AUFGABEN
A. Wie viele Oscars gewann der Film laut dem Text über die Verfilmung?
B. Gib aus dem Text über die Verfilmung den Abschnitt von „Die Verfilmung „Wer“ bis einschließlich „gewann drei Oscars.“ wortgetreu aus.
C. Knüpfe an den letzten Satz des Textes über die Verfilmung an und schreibe ihn weiter.

LESETEXT
-------------------------

Die Verfilmung „Wer die Nachtigall stört“ („To Kill A Mockingbird“) konnte bei ihrer Premiere im Jahr 1962 auf beträchtlichen Rückenwind hoffen: der Ursprungsroman von Harper Lee hatte alle relevanten Literaturpreise abgeräumt und sich aus dem Stand (zumindest in den USA) den Status eines Klassikers gesichert. Für die Hauptrolle des Atticus Finch hatte der Produzent Alan J. Pakula Gregory Peck gewonnen, und auf dem Regiestuhl sollte Robert Patrick Mulligan Platz nehmen, mit dem Pakula bereits mehrfach zusammengearbeitet hatte. Die Buchautorin Lee besuchte die Dreharbeiten, reiste aber vorzeitig ab, weil sie den Eindruck bekam, ihre Anwesenheit sei nicht notwendig. Der Film spielte das Zehnfache seiner Kosten ein und gewann drei Oscars.

-------------------------

DATENSÄTZE
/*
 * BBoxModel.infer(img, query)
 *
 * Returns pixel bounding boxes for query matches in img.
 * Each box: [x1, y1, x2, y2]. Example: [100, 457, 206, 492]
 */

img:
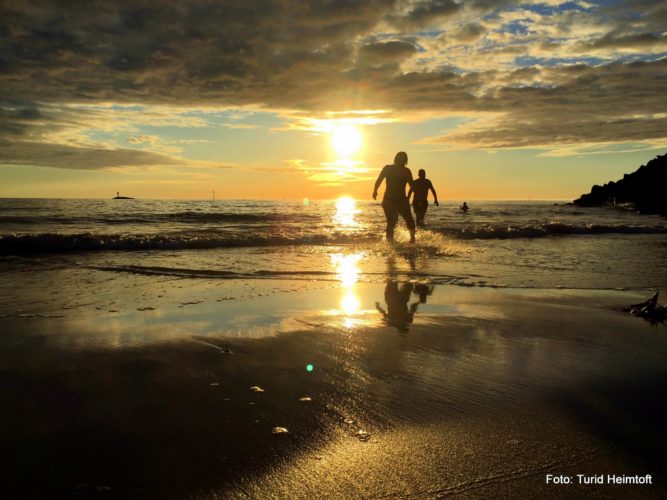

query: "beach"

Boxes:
[0, 201, 667, 499]
[0, 262, 667, 498]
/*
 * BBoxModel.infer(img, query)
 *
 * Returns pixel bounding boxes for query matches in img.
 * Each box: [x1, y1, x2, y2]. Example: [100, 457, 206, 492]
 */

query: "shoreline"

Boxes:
[0, 269, 667, 499]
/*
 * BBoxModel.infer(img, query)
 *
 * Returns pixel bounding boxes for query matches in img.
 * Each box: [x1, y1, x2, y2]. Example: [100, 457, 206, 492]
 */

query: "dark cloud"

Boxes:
[394, 0, 461, 28]
[0, 0, 667, 159]
[453, 23, 486, 42]
[427, 59, 667, 148]
[578, 30, 667, 51]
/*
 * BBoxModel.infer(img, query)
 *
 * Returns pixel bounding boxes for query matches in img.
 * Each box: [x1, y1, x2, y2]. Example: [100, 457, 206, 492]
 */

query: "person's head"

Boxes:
[394, 151, 408, 167]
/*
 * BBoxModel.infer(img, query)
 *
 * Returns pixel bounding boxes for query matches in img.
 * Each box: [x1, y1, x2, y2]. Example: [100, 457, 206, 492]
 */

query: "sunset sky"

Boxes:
[0, 0, 667, 200]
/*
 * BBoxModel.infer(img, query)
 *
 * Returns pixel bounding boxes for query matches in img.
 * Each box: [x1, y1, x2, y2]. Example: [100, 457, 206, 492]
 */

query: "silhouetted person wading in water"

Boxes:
[408, 168, 440, 226]
[373, 151, 415, 242]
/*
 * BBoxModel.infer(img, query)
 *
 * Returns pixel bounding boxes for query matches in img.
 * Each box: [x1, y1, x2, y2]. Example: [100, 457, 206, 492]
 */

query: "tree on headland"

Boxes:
[574, 154, 667, 215]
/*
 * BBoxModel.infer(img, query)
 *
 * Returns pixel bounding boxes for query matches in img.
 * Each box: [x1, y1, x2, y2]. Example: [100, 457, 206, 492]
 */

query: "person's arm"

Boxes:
[373, 168, 387, 200]
[406, 167, 415, 199]
[428, 181, 440, 207]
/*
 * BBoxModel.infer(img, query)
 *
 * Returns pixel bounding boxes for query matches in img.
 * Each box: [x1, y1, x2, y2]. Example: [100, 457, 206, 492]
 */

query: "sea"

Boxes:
[0, 197, 667, 290]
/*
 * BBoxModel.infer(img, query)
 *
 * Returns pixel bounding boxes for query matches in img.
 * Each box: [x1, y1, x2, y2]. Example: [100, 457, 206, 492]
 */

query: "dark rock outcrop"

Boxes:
[574, 154, 667, 215]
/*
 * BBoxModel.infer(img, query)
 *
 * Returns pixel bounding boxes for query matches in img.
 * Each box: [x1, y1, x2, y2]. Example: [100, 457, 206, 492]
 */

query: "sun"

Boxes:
[331, 125, 361, 157]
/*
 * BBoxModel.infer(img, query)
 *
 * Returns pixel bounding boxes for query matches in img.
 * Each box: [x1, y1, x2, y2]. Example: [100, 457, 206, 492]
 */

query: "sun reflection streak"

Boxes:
[334, 196, 361, 228]
[331, 252, 363, 330]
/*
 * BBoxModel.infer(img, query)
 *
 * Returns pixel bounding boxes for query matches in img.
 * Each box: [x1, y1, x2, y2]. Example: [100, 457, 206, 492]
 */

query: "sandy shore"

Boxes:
[0, 267, 667, 499]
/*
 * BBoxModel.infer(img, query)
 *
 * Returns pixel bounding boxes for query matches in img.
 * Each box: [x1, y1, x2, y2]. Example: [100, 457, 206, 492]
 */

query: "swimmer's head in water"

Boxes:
[394, 151, 408, 166]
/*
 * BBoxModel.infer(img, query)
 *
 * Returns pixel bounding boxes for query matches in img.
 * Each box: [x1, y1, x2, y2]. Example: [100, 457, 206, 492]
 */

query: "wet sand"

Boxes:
[0, 269, 667, 499]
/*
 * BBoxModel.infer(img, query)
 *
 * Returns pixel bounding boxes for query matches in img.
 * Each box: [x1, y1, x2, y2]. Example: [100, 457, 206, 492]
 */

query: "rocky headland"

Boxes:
[574, 154, 667, 215]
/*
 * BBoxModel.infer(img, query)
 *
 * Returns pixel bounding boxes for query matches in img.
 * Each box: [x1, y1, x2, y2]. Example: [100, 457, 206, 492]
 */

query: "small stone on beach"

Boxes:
[355, 429, 371, 441]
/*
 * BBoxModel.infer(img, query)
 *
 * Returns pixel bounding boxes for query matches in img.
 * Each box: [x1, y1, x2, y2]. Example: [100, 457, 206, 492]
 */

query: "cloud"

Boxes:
[0, 141, 189, 170]
[0, 0, 667, 160]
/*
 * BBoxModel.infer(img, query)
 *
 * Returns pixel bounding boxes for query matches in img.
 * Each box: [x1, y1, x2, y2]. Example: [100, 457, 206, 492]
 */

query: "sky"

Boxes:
[0, 0, 667, 200]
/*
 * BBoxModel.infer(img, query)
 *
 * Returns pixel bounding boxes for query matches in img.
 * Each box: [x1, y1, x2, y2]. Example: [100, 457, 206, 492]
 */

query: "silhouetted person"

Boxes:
[375, 280, 419, 333]
[373, 151, 415, 242]
[408, 168, 440, 226]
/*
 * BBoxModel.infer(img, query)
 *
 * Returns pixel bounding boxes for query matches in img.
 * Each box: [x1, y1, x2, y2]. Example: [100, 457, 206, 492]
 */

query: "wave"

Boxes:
[444, 222, 667, 240]
[0, 223, 667, 255]
[0, 233, 381, 255]
[0, 211, 320, 225]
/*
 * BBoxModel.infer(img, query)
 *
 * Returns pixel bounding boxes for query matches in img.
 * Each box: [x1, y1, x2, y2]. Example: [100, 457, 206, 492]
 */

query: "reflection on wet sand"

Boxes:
[375, 280, 419, 333]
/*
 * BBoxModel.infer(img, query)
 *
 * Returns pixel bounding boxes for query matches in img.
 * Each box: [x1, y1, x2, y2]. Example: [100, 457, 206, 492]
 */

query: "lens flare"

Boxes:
[331, 125, 361, 158]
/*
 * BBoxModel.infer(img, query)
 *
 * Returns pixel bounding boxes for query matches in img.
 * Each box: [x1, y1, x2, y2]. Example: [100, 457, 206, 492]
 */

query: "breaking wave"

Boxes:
[0, 223, 667, 255]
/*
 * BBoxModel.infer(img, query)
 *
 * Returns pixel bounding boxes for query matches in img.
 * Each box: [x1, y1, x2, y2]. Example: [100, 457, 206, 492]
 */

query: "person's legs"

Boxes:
[415, 200, 428, 227]
[382, 200, 400, 241]
[397, 198, 415, 242]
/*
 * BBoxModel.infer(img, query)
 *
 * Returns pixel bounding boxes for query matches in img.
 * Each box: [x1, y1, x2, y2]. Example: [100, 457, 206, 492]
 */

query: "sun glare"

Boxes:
[334, 196, 360, 228]
[331, 125, 361, 157]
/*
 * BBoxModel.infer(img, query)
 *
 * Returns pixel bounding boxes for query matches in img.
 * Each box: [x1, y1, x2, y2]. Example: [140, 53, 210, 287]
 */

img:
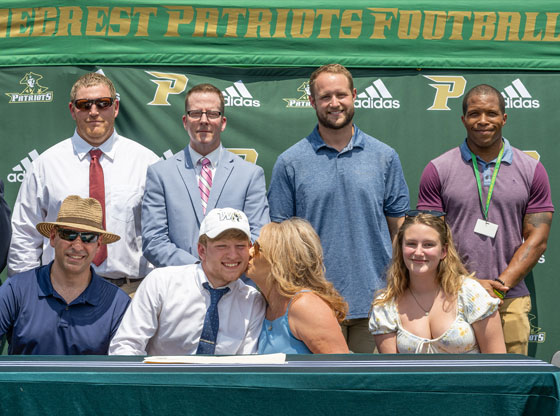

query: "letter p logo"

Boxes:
[146, 71, 189, 105]
[424, 75, 467, 110]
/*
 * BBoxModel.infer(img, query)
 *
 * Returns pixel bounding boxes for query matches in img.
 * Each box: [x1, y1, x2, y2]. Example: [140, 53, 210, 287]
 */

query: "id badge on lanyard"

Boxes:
[471, 145, 505, 238]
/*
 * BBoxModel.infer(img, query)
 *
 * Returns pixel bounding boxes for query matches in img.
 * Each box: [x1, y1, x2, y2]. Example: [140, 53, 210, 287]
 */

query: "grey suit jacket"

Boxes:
[142, 148, 270, 267]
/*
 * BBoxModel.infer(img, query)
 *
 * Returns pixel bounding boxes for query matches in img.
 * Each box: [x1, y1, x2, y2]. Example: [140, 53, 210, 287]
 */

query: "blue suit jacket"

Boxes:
[142, 148, 270, 267]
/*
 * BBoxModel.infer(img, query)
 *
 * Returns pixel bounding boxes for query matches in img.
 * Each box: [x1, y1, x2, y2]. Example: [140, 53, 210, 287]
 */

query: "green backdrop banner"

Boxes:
[0, 0, 560, 70]
[0, 66, 560, 360]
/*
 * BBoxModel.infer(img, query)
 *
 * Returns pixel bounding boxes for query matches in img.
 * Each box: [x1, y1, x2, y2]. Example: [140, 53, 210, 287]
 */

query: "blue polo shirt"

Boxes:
[268, 126, 409, 319]
[0, 262, 130, 355]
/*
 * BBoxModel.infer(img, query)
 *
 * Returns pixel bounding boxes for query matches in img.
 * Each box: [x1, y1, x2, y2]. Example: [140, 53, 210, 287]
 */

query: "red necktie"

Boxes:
[89, 149, 107, 266]
[198, 157, 212, 215]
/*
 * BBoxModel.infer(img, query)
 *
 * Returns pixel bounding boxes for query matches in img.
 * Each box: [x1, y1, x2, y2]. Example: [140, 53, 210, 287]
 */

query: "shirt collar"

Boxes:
[308, 124, 365, 153]
[187, 144, 223, 169]
[459, 137, 513, 165]
[37, 260, 103, 306]
[72, 130, 119, 160]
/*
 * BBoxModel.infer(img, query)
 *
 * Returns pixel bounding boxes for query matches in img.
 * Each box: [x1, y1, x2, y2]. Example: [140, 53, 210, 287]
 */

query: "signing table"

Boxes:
[0, 354, 560, 416]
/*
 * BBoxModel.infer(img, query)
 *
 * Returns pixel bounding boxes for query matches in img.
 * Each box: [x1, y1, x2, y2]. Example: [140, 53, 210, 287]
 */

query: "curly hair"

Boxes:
[259, 217, 348, 322]
[373, 213, 473, 305]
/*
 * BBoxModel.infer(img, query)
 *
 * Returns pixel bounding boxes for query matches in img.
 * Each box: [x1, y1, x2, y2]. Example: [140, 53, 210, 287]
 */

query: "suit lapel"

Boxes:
[176, 148, 205, 224]
[206, 149, 233, 212]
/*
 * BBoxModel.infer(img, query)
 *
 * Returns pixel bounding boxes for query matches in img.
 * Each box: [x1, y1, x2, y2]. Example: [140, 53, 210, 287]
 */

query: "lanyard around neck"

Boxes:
[471, 144, 506, 221]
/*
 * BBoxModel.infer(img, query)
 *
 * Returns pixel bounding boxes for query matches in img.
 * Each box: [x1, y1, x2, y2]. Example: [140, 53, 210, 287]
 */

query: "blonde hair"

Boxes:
[373, 213, 473, 305]
[185, 84, 226, 116]
[70, 72, 117, 101]
[259, 217, 348, 322]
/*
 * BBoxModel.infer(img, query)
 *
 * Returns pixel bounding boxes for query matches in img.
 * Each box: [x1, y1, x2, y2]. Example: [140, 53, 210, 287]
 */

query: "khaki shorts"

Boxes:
[499, 296, 531, 355]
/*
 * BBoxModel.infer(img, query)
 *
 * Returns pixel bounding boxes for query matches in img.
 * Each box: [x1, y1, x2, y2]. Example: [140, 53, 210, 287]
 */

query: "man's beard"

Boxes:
[315, 107, 354, 130]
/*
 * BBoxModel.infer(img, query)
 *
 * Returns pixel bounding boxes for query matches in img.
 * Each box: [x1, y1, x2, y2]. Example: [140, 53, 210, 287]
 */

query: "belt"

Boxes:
[103, 277, 142, 287]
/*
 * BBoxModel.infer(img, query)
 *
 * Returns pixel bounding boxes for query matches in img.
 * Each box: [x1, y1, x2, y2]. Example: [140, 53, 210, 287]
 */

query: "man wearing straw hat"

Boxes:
[0, 195, 130, 355]
[8, 72, 159, 294]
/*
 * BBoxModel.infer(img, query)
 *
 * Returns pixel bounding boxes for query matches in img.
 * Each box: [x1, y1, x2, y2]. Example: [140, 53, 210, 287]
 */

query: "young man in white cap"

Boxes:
[109, 208, 265, 355]
[0, 195, 130, 355]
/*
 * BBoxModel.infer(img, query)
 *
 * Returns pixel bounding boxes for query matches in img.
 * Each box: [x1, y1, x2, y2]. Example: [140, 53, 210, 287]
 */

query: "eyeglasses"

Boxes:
[74, 97, 115, 110]
[253, 241, 261, 256]
[187, 110, 222, 120]
[404, 209, 447, 218]
[58, 228, 99, 243]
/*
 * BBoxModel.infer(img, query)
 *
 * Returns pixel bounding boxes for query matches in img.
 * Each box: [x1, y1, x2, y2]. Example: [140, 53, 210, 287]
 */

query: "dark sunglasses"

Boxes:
[187, 110, 222, 120]
[74, 97, 115, 110]
[253, 241, 261, 255]
[57, 228, 99, 243]
[404, 209, 447, 218]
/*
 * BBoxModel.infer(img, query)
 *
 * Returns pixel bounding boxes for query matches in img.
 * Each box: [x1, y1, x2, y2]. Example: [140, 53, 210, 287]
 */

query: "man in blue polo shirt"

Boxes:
[0, 195, 130, 355]
[268, 64, 409, 353]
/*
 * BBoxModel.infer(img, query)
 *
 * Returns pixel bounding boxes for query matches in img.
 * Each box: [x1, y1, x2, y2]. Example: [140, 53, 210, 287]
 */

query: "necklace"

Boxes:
[408, 287, 439, 316]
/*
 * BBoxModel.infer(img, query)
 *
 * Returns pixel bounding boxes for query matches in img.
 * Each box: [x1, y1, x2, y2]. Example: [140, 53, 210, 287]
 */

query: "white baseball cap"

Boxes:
[198, 208, 251, 240]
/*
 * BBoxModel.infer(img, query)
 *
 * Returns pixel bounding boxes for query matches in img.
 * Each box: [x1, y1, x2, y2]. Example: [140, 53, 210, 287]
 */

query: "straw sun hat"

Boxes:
[36, 195, 121, 244]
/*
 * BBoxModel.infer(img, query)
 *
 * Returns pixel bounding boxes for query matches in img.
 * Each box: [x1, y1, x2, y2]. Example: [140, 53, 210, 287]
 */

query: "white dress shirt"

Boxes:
[109, 264, 265, 355]
[8, 132, 159, 279]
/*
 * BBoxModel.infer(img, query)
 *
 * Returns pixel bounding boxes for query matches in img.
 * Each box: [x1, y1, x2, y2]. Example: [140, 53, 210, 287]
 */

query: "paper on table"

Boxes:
[144, 354, 286, 364]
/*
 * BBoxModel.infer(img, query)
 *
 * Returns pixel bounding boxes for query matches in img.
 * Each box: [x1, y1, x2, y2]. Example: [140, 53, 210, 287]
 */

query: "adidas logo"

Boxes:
[354, 79, 401, 110]
[222, 80, 261, 107]
[8, 149, 39, 182]
[502, 78, 541, 108]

-------------------------

LÖSUNGEN
A. Der Film gewann drei Oscars.

B.
Die Verfilmung „Wer die Nachtigall stört“ („To Kill A Mockingbird“) konnte bei ihrer Premiere im Jahr 1962 auf beträchtlichen Rückenwind hoffen: der Ursprungsroman von Harper Lee hatte alle relevanten Literaturpreise abgeräumt und sich aus dem Stand (zumindest in den USA) den Status eines Klassikers gesichert. Für die Hauptrolle des Atticus Finch hatte der Produzent Alan J. Pakula Gregory Peck gewonnen, und auf dem Regiestuhl sollte Robert Patrick Mulligan Platz nehmen, mit dem Pakula bereits mehrfach zusammengearbeitet hatte. Die Buchautorin Lee besuchte die Dreharbeiten, reiste aber vorzeitig ab, weil sie den Eindruck bekam, ihre Anwesenheit sei nicht notwendig. Der Film spielte das Zehnfache seiner Kosten ein und gewann drei Oscars.

C.
In den USA ist die väterliche Hauptfigur und Vater der Erzählerin Mary Louise „Scout“ Finch eine Art Archetyp für die Qualität Empathie. Dafür spricht nicht nur sein Verhalten im zentralen Plotkonflikt, als er die Verteidigung des der Vergewaltigung angeklagten Paul Robinson übernimmt, sondern insbesondere sein Verhalten gegenüber seinen Kindern Scout und Jem.
Gleich zu Beginn des Films bringt ein armer Farmer, Mr. Cunningham, der Familie Finch einen Sack Walnüsse.
(aus: „Wer die Nachtigall stört“, UP 1962)
Nun ist es relativ „dankbar“, das Verhältnis zwischen Vater und Tochter einerseits und eine komplexe empathische Situation andererseits im Film zu erklären, indem ein naiv-neugieriges Kind direkte Fragen stellt, die der Vater geduldig beantwortet. Man hat aber als Drehbuchautor so nicht nur die bequeme Gelegenheit, etwas Exposition über Charaktere, Handlung und Konflikte unterzubringen — sondern gleichzeitig die Herausforderung, die Szene nicht vom gewünschten Ende her, sondern Schritt für Schritt authentisch zu erzählen.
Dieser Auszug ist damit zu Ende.